Information provided ::

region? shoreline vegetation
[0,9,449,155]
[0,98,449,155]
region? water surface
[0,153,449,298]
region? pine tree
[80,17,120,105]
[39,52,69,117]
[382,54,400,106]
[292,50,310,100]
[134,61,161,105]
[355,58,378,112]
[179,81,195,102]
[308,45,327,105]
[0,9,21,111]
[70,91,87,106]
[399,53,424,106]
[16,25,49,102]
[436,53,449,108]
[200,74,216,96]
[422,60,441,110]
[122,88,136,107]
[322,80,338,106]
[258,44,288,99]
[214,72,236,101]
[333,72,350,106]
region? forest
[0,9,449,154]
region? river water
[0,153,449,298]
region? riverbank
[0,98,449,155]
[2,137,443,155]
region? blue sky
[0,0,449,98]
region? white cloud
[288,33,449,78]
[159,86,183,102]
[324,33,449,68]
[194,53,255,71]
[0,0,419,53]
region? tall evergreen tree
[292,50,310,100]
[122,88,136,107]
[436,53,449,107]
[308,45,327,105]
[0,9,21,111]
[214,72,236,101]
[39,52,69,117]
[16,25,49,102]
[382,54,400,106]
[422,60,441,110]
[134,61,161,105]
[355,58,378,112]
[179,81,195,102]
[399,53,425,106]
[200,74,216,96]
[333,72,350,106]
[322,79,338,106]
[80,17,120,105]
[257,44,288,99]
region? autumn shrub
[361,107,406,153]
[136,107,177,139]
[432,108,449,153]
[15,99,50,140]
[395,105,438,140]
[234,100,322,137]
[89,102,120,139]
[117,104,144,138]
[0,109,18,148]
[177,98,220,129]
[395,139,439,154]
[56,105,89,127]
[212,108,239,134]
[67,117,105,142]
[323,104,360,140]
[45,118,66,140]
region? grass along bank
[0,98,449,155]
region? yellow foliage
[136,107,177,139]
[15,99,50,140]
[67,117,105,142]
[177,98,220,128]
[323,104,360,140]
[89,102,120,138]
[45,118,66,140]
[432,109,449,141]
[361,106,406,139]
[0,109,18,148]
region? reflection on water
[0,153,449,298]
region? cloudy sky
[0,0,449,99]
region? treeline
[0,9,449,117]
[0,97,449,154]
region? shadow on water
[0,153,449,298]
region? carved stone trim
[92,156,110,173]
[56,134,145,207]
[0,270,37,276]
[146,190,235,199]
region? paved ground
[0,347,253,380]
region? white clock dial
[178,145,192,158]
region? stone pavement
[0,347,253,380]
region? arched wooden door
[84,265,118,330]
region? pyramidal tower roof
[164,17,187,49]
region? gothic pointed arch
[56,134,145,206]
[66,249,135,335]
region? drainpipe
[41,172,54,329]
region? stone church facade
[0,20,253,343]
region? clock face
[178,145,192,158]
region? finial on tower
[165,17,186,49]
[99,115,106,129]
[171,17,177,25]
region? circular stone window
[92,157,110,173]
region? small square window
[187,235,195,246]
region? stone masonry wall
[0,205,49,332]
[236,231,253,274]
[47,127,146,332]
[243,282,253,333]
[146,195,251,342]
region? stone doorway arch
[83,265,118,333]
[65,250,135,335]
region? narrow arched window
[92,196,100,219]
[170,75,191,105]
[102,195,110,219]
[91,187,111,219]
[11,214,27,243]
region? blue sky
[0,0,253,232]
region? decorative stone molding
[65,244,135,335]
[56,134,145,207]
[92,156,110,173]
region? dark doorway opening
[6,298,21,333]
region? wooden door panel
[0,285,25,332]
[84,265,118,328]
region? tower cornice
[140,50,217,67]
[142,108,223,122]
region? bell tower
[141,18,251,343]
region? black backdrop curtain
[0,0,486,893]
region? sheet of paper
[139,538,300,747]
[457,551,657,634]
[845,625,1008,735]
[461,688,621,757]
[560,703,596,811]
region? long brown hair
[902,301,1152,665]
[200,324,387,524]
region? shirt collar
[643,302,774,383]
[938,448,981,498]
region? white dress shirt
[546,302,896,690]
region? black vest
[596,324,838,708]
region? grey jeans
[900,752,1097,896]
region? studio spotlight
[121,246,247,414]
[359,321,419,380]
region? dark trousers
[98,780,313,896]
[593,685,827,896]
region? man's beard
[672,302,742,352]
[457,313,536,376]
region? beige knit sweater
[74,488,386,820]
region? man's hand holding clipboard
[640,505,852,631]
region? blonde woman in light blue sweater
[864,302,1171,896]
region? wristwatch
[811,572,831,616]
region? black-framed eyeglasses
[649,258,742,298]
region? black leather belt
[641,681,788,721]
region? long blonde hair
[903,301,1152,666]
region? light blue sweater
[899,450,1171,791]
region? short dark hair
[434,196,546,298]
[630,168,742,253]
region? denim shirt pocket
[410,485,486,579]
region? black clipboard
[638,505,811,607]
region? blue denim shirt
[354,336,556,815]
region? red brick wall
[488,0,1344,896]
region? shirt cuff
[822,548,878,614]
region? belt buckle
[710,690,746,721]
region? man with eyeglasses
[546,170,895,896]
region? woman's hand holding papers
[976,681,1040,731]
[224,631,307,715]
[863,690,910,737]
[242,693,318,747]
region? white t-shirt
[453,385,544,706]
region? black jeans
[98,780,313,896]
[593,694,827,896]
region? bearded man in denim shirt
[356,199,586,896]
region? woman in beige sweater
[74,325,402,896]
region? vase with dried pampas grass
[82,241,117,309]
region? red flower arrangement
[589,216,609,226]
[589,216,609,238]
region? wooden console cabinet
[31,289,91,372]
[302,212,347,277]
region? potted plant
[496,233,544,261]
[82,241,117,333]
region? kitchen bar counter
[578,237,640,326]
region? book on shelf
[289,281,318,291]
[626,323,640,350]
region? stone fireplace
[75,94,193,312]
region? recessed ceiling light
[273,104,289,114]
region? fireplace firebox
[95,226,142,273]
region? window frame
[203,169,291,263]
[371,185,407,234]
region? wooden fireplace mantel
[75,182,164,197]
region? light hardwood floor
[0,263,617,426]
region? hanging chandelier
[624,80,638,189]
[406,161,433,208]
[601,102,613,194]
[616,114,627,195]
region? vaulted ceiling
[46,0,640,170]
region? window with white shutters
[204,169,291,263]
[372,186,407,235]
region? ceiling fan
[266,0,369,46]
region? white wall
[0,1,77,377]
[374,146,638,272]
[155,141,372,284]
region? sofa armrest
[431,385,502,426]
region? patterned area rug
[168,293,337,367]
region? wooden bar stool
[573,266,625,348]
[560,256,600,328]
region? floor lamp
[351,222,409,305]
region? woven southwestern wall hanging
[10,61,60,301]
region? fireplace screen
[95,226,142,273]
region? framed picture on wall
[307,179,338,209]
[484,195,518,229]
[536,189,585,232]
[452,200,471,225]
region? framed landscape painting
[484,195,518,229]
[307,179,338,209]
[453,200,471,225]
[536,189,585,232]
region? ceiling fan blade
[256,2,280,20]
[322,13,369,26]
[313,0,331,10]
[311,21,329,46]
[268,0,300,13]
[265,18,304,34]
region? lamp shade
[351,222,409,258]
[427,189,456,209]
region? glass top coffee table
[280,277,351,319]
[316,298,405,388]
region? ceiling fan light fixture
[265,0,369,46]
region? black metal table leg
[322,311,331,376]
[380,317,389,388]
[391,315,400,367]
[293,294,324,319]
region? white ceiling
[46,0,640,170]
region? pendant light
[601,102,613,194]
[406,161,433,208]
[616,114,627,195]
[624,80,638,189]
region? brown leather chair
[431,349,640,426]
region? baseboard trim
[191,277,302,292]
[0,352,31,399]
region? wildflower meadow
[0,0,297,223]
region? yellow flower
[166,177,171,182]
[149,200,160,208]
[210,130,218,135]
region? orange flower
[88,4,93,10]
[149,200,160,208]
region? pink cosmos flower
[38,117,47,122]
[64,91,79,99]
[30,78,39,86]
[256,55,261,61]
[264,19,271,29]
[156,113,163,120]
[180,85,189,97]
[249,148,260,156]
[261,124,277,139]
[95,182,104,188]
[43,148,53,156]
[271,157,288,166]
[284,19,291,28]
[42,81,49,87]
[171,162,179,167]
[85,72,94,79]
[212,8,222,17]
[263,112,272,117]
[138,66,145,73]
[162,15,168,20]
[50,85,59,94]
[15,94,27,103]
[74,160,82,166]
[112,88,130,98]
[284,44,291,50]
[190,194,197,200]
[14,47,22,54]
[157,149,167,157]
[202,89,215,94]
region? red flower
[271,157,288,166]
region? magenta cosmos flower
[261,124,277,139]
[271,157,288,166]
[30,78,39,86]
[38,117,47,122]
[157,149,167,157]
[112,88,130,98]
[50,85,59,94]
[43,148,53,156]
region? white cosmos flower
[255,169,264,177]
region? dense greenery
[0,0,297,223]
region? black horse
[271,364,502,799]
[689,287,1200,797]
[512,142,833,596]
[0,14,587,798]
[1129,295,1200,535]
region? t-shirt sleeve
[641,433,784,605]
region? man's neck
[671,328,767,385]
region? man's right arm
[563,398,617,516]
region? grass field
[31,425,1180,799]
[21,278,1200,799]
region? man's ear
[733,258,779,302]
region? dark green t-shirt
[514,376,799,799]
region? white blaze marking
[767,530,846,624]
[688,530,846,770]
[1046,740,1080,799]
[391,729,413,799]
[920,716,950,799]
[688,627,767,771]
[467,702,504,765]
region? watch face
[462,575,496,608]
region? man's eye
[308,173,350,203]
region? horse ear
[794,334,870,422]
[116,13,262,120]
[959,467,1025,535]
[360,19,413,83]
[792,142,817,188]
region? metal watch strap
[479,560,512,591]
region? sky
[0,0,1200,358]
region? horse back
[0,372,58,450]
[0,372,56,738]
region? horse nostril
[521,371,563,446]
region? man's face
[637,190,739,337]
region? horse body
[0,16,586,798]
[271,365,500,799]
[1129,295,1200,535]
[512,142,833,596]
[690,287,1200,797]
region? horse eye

Directions for this task ::
Put everything in the items from the line containing "region? man's neck" down to the line containing "[0,0,1200,358]", both included, into a Markdown table with the columns No. and Line. Number each line, and leave out any blank lines.

Response to the exercise ::
| No. | Line |
|---|---|
| 1 | region? man's neck |
| 2 | [671,328,767,385] |
| 3 | region? man's right arm |
| 4 | [563,398,617,516] |
| 5 | region? grass field |
| 6 | [31,425,1180,799] |
| 7 | [21,278,1200,799] |
| 8 | region? man's ear |
| 9 | [733,258,779,302] |
| 10 | region? dark green t-shirt |
| 11 | [514,376,799,799] |
| 12 | region? white blaze marking |
| 13 | [767,530,846,624] |
| 14 | [688,530,846,770] |
| 15 | [1046,740,1080,799] |
| 16 | [391,729,413,799] |
| 17 | [920,716,950,799] |
| 18 | [688,627,767,771] |
| 19 | [467,702,504,765] |
| 20 | region? watch face |
| 21 | [462,575,496,608] |
| 22 | region? man's eye |
| 23 | [308,173,350,203] |
| 24 | region? horse ear |
| 25 | [794,334,870,422] |
| 26 | [116,13,262,120] |
| 27 | [959,467,1025,535] |
| 28 | [360,19,413,83] |
| 29 | [792,142,817,188] |
| 30 | region? metal watch strap |
| 31 | [479,560,512,591] |
| 32 | region? sky |
| 33 | [0,0,1200,358] |